:: EXCERPT TO READ ::

** START **

But to expand a little, the remark I have highlighted above and this extract from your link trouble me:
"Where the card is compulsory, in some member countries it is required to be carried at all times,..."
I would have no intention whatsoever of carrying official identification with me at all times. I carry one when I believe it might be necessary (which is generally when I’m travelling abroad or when I’m driving and will be away from home for more than seven days). At no other time do I carry official identification. I don’t need to prove my identity to anybody. If I do get asked my identity by the police (and they would have to have good reason) there are plenty of ways they can confirm it to their satisfaction.
The idea that "...everyone should have an identification document on them, just as they do in almost every other civilized country" is a bit wide of the mark. In the Wiki article, 31 EU/EEA countries are listed. Of these just 15 require the possession of an ID card with five more requiring either an ID card or a passport. I cannot establish how many (or few) require an ID card to be carried at all times, but the article simply says this:
"However, even in those EEA countries that impose a national identity card requirement on their citizens (above certain age), it is generally not required to carry the identity cards at all times. "
It may be purely a British thing, but UK citizens do not need to produce their “papers” on demand. And nor should they ever be required to do so – certainly not in peacetime, anyway.
//People who are not entitled to be in the country only come to the attention of the police if they commit a crime//
Not true - the cops stop many motorists for minor offences which are not "a crime". In many of these stops the (foreign or not) perps invariably claim to have no ID. ID cards should have been compulsory since WW2.
anyone that wants to be deported to Rwanda please
I dont think that 'deportation' has any sense of 'oo goodie!'
This is being played out in real time on the Post Office Horizon inquiry - no not deportation, the idea of using words to hide meaning rather than illuminated
anomalies, exceptions instead of budgs defect and errors that caused people to go to prison and lose ALL their money
I've never heard any one be troubled or even mention an opinion on having some form of identification."
oh then you didnnt listen to me ( again) or anyone during the war where this measure was universally unpopular.
but for us ( whites) rather than boat people it is all done frooda PNC and DVLA - so by and large they dont have to. - but try it on ( those naughty police) to see if you are trying it on.

** END **

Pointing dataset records
** START **

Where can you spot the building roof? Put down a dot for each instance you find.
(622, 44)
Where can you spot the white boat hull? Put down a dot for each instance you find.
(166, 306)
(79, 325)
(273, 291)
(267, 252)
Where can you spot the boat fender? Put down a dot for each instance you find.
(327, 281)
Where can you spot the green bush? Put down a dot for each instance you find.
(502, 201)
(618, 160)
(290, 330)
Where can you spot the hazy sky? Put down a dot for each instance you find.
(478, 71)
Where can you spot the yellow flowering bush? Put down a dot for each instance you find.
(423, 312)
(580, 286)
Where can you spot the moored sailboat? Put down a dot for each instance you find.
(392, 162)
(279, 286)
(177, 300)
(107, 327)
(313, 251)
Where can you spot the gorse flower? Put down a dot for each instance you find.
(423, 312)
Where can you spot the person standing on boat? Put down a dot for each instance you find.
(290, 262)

** END **

:: WHAT TO DO ::
**1.** Render the sentence "I don’t need to prove my identity to anybody." from the identity card discussion in French.
**2.** According to the identity card discussion, how many of the EU/EEA countries listed in the Wiki article require the possession of an ID card?
Rely on the identity card discussion alone when responding.

:: ANSWERS TO THE TASKS ::
**1.** Je n'ai besoin de prouver mon identité à personne.

**2.** Fifteen of the 31 listed countries require possession of an ID card.